Count the lines below that contain the word "turf". Reply with the number alone.

Pointing records
* * * * * * *

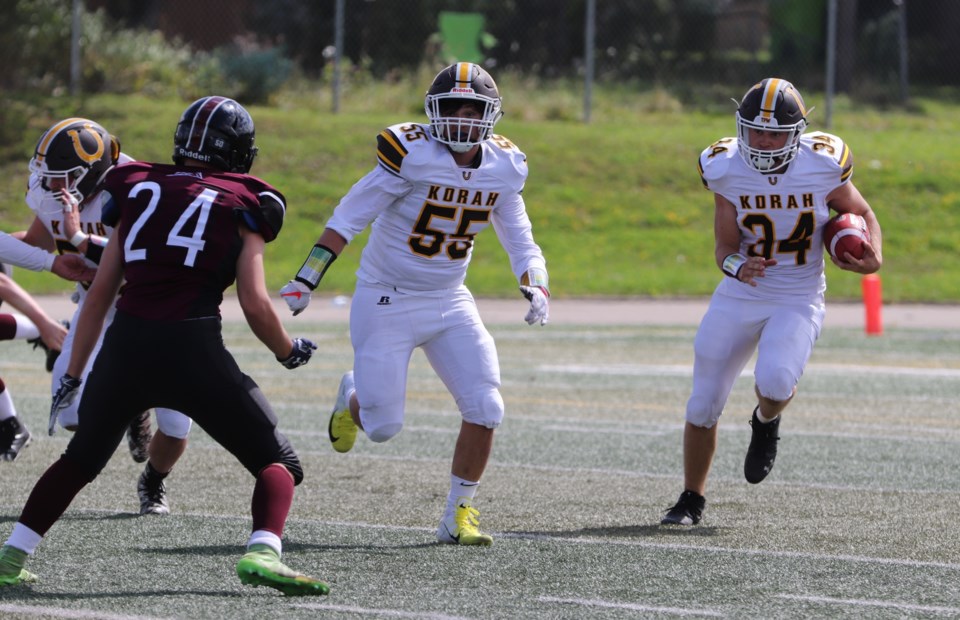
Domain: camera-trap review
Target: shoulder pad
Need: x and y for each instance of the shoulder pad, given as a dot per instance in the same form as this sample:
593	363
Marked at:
396	142
390	151
109	213
267	218
832	147
715	160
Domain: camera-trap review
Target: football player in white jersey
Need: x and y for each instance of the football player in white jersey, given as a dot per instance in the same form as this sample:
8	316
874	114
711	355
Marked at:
35	326
70	159
434	188
774	189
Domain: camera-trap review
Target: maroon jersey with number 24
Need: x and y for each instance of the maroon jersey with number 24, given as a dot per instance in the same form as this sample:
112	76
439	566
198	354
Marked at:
178	227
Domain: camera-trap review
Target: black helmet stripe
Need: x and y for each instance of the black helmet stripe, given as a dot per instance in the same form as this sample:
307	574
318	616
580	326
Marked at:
202	119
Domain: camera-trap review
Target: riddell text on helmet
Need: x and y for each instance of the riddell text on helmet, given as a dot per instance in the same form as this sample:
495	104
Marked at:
193	155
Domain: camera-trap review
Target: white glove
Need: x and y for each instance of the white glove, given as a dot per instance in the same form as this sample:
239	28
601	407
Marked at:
297	296
539	300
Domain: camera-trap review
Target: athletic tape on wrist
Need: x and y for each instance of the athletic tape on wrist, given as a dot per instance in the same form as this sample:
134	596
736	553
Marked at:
317	263
78	238
732	264
536	277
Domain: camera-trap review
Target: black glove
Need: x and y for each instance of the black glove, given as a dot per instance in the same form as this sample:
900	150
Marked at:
65	395
302	350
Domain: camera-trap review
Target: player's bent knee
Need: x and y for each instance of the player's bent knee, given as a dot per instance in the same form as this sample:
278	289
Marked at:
292	463
702	412
173	423
383	432
775	383
485	408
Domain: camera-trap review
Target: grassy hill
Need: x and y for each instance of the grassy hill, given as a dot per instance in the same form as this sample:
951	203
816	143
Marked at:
616	204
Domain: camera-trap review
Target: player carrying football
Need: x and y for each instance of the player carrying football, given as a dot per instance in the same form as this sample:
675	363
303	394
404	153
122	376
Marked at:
773	191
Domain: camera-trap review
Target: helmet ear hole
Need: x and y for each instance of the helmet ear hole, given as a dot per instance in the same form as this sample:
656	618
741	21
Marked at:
114	149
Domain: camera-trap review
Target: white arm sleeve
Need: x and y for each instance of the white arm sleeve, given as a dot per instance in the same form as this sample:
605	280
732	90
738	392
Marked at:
16	252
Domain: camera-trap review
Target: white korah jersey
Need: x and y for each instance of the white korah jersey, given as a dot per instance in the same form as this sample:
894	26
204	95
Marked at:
49	211
426	210
780	216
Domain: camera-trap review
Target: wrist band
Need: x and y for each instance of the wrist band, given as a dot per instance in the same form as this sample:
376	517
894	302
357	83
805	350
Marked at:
78	238
315	266
732	264
536	277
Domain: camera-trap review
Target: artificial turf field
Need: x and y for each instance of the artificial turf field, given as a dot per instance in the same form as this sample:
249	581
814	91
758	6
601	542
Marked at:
857	519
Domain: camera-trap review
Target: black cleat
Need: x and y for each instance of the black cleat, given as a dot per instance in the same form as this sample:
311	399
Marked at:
139	435
763	449
14	437
687	511
152	492
51	354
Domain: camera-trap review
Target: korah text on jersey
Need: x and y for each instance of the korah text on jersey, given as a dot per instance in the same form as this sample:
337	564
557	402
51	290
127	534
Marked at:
776	201
461	196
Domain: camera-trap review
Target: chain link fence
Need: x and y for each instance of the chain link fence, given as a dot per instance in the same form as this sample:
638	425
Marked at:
879	50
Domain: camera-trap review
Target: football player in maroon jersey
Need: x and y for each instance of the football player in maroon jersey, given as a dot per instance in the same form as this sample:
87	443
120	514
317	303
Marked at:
69	161
184	233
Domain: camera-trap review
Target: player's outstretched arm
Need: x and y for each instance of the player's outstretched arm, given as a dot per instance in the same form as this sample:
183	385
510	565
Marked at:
257	308
296	293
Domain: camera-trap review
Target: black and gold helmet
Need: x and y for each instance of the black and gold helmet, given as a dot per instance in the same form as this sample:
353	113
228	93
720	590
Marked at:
457	84
775	105
77	152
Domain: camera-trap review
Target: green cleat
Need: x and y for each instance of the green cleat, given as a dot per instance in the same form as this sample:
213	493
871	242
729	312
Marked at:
342	429
12	572
261	566
463	528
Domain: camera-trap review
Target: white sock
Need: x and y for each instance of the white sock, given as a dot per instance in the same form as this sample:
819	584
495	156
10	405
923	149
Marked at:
7	410
25	328
765	420
24	539
460	488
263	537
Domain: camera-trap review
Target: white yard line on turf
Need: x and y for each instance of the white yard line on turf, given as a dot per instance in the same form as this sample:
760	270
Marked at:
60	612
676	611
679	370
953	611
373	611
586	540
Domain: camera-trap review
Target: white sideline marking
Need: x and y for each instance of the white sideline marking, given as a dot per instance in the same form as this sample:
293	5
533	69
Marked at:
59	612
371	611
584	541
677	611
678	370
755	552
867	603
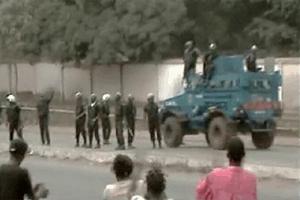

* * * * * * *

▶ **Written solution**:
4